[start Page extract]
WILLIAM C. SHRUBSALL                                 )        Appellant in Person

)                

Appellant              )

)

- and -                                                                   )

)

HER MAJESTY THE QUEEN                           )        Kenneth W.F. Fiske, Q.C.

)                 for the respondent

Respondent         )

)

)

)

)        Appeal heard:

)                 January 18, 2000

)

)        Judgment delivered:

)                 January 26, 2000

)

)

 

 

 

THE COURT:           Leave to appeal granted but appeal dismissed per reasons for judgment of Bateman, J.A.: Chipman and Roscoe, JJ.A. concurring.

 


 

BATEMAN,  J.A.:

[1]              Mr. Shrubsall appeals from the decision of Justice Tidman of the Supreme Court who dismissed his appeal from a conviction in Provincial Court on a charge of criminal harassment (“stalking” - Criminal Code, R.S.C. 1985, c. C-46, s.264).  The appellant is self represented here, as he was before Tidman, J.  He was represented by counsel at trial.

 

[2]              On his appeal to the Supreme Court, pursuant to the provisions of s.686 of the Code, Mr. Shrubsall alleged that the verdict was unreasonable and not supported by the evidence.  In addition, it was his position that Judge Curran of the Provincial Court had erred in admitting as evidence an audiotape of a confrontation between the complainant and Mr. Shrubsall.
[end Page extract]
[start Material shown]
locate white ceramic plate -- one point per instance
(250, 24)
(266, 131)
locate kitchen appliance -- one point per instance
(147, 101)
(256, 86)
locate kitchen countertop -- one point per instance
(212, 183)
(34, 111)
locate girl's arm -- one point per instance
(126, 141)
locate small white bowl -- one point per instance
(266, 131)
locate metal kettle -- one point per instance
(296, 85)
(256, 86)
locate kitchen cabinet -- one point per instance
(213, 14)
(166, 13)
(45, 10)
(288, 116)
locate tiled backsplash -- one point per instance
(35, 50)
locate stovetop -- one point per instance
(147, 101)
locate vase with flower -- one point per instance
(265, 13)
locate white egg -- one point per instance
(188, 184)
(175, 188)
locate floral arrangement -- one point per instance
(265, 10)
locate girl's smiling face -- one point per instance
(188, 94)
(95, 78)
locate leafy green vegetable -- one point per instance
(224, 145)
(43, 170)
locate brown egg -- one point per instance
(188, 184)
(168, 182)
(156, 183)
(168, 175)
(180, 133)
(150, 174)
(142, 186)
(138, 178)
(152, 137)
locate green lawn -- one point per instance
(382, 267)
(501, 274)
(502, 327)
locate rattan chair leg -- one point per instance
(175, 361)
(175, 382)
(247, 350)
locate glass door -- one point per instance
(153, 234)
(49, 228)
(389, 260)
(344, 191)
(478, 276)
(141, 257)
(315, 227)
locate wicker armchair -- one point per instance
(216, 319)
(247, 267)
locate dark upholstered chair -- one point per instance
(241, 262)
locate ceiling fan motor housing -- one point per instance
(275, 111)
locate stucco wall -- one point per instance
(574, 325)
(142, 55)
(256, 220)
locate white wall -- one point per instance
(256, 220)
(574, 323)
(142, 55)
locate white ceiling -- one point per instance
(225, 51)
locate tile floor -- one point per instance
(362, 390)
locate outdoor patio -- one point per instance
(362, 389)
[end Material shown]
Job 1 ▸
Answer these questions about the appeal judgment in Mr. Shrubsall's case:
(a) On what date was the appeal heard?
(b) Which two judges concurred with Bateman, J.A.?
(c) What evidence did Mr. Shrubsall say Judge Curran wrongly admitted?
Job 2 ▸ Extend the appeal judgment in Mr. Shrubsall's harassment case from its last paragraph.

Output 1 ▸
(a) January 18, 2000
(b) Chipman and Roscoe, JJ.A.
(c) An audiotape of a confrontation between the complainant and Mr. Shrubsall

Output 2 ▸
[3]              In his Application for Leave and Notice of Appeal to this Court Mr. Shrubsall stated the following grounds:

1.            The trial judge made several errors in law and failures in judgement in rendering his decision in a finding of guilty; in upholding this decision of the trial judge, the learned Supreme Court Justice also has erred in law in the same manner:

 

a.)  The trial judge erred in law by finding the Appellant "knowingly or recklessly" harassed the Complainant, according to s. 264(1) of the Criminal Code.

 

b.)  The trial judge erred in law by finding that the Complainant "reasonably, and in all the circumstances," feared for her safety, according to s. 264(1).5

 

 


c.)  The trial judge erred in law by founding his decision on an alleged event that even in his own admission did not constitute "communication," though the Appellant was specifically charged with violating s. 264(2)(b).

 

d.)  The trial judge erred in law by not considering the concept of "reasonable doubt" on the basis of the evidence adduced and its application thereof.

 

e.)  The Crown Attorney wilfully withheld exculpatory evidence from the learned trial judge, contrary to his sworn duty to present all the relevant evidence in the interests of justice. Also, the Crown knowingly misstated the testimony of witnesses and knowingly asserted things for which there was no reasonable basis in the evidence or good faith basis to believe.

 

f.)   The trial judge erred in law by admitting into evidence, an item which he declared in a voir dire to be the product of a warrantless search, thus violating the Appellant's freedom from illegal search and seizures as provided for in Section 8 of the Charter of Rights and Freedoms.

 

2.            The learned Supreme Court Justice erred in law by failing to properly appreciate the appellate powers as set out in s. 686 (1)(a) C.C.C., and by further failing to apply these powers in this case as was warranted.

 

3.            The learned Supreme Court Justice erred in law by failing to properly reweigh the evidence, in its entirely, as was appropriate and necessary.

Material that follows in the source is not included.